*Exercise goal:*
Copy out every line of the material character for character, omitting the pictures.

Excerpts of pointing data:
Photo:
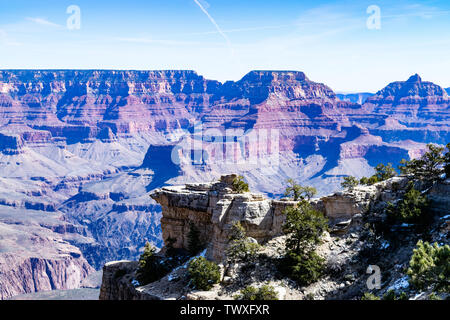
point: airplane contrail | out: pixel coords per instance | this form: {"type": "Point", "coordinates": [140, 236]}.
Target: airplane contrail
{"type": "Point", "coordinates": [215, 24]}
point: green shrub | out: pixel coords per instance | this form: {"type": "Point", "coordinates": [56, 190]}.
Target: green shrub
{"type": "Point", "coordinates": [239, 185]}
{"type": "Point", "coordinates": [370, 296]}
{"type": "Point", "coordinates": [369, 181]}
{"type": "Point", "coordinates": [429, 167]}
{"type": "Point", "coordinates": [349, 183]}
{"type": "Point", "coordinates": [412, 208]}
{"type": "Point", "coordinates": [195, 245]}
{"type": "Point", "coordinates": [265, 292]}
{"type": "Point", "coordinates": [390, 295]}
{"type": "Point", "coordinates": [434, 296]}
{"type": "Point", "coordinates": [151, 266]}
{"type": "Point", "coordinates": [430, 267]}
{"type": "Point", "coordinates": [447, 162]}
{"type": "Point", "coordinates": [299, 192]}
{"type": "Point", "coordinates": [384, 172]}
{"type": "Point", "coordinates": [203, 273]}
{"type": "Point", "coordinates": [237, 231]}
{"type": "Point", "coordinates": [304, 227]}
{"type": "Point", "coordinates": [304, 268]}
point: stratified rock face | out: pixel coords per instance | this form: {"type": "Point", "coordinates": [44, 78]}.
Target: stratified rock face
{"type": "Point", "coordinates": [34, 256]}
{"type": "Point", "coordinates": [212, 209]}
{"type": "Point", "coordinates": [359, 98]}
{"type": "Point", "coordinates": [89, 145]}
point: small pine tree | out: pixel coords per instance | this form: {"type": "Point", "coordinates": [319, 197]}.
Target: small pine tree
{"type": "Point", "coordinates": [203, 273]}
{"type": "Point", "coordinates": [265, 292]}
{"type": "Point", "coordinates": [382, 173]}
{"type": "Point", "coordinates": [430, 267]}
{"type": "Point", "coordinates": [299, 192]}
{"type": "Point", "coordinates": [150, 269]}
{"type": "Point", "coordinates": [239, 185]}
{"type": "Point", "coordinates": [447, 162]}
{"type": "Point", "coordinates": [305, 226]}
{"type": "Point", "coordinates": [412, 208]}
{"type": "Point", "coordinates": [369, 296]}
{"type": "Point", "coordinates": [349, 183]}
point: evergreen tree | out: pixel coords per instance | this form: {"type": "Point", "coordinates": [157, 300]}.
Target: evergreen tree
{"type": "Point", "coordinates": [430, 267]}
{"type": "Point", "coordinates": [304, 227]}
{"type": "Point", "coordinates": [412, 208]}
{"type": "Point", "coordinates": [447, 162]}
{"type": "Point", "coordinates": [150, 266]}
{"type": "Point", "coordinates": [349, 183]}
{"type": "Point", "coordinates": [265, 292]}
{"type": "Point", "coordinates": [299, 192]}
{"type": "Point", "coordinates": [239, 185]}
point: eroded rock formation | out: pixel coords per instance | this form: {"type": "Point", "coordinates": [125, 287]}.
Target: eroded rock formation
{"type": "Point", "coordinates": [213, 208]}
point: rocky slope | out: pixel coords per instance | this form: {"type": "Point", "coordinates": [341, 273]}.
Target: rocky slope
{"type": "Point", "coordinates": [359, 98]}
{"type": "Point", "coordinates": [349, 248]}
{"type": "Point", "coordinates": [89, 145]}
{"type": "Point", "coordinates": [36, 254]}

*Response:*
Photo:
point: airplane contrail | out: pixel coords per instance | this form: {"type": "Point", "coordinates": [140, 236]}.
Target: airplane contrail
{"type": "Point", "coordinates": [215, 24]}
point: green shrub | out: pixel coords per instance | this form: {"type": "Point", "coordinates": [56, 190]}.
Target: green shrub
{"type": "Point", "coordinates": [239, 185]}
{"type": "Point", "coordinates": [370, 296]}
{"type": "Point", "coordinates": [369, 181]}
{"type": "Point", "coordinates": [429, 167]}
{"type": "Point", "coordinates": [349, 183]}
{"type": "Point", "coordinates": [412, 208]}
{"type": "Point", "coordinates": [195, 245]}
{"type": "Point", "coordinates": [265, 292]}
{"type": "Point", "coordinates": [390, 295]}
{"type": "Point", "coordinates": [434, 296]}
{"type": "Point", "coordinates": [151, 266]}
{"type": "Point", "coordinates": [430, 267]}
{"type": "Point", "coordinates": [447, 162]}
{"type": "Point", "coordinates": [299, 192]}
{"type": "Point", "coordinates": [384, 172]}
{"type": "Point", "coordinates": [203, 273]}
{"type": "Point", "coordinates": [237, 231]}
{"type": "Point", "coordinates": [304, 227]}
{"type": "Point", "coordinates": [304, 268]}
point: stratified rock face | out: pixel coords per instance | this form: {"type": "Point", "coordinates": [44, 78]}.
Target: stratified rock face
{"type": "Point", "coordinates": [34, 256]}
{"type": "Point", "coordinates": [212, 209]}
{"type": "Point", "coordinates": [359, 98]}
{"type": "Point", "coordinates": [89, 145]}
point: small pine tree | out: pixel coords per instance | this form: {"type": "Point", "coordinates": [319, 197]}.
Target: small pine tree
{"type": "Point", "coordinates": [203, 273]}
{"type": "Point", "coordinates": [265, 292]}
{"type": "Point", "coordinates": [382, 173]}
{"type": "Point", "coordinates": [430, 267]}
{"type": "Point", "coordinates": [299, 192]}
{"type": "Point", "coordinates": [150, 269]}
{"type": "Point", "coordinates": [239, 185]}
{"type": "Point", "coordinates": [447, 162]}
{"type": "Point", "coordinates": [305, 226]}
{"type": "Point", "coordinates": [412, 208]}
{"type": "Point", "coordinates": [369, 296]}
{"type": "Point", "coordinates": [349, 183]}
point: evergreen tree | out: pixel coords per instance | this form: {"type": "Point", "coordinates": [157, 300]}.
Target: evergreen tree
{"type": "Point", "coordinates": [430, 267]}
{"type": "Point", "coordinates": [304, 227]}
{"type": "Point", "coordinates": [412, 208]}
{"type": "Point", "coordinates": [447, 162]}
{"type": "Point", "coordinates": [150, 266]}
{"type": "Point", "coordinates": [349, 183]}
{"type": "Point", "coordinates": [265, 292]}
{"type": "Point", "coordinates": [299, 192]}
{"type": "Point", "coordinates": [239, 185]}
point: eroded rock formation | out: pixel coords per instance | this form: {"type": "Point", "coordinates": [125, 287]}.
Target: eroded rock formation
{"type": "Point", "coordinates": [213, 208]}
point: rocky slope | out: pixel coords per instance | this form: {"type": "Point", "coordinates": [341, 273]}.
Target: rocky slope
{"type": "Point", "coordinates": [359, 98]}
{"type": "Point", "coordinates": [349, 248]}
{"type": "Point", "coordinates": [89, 145]}
{"type": "Point", "coordinates": [36, 254]}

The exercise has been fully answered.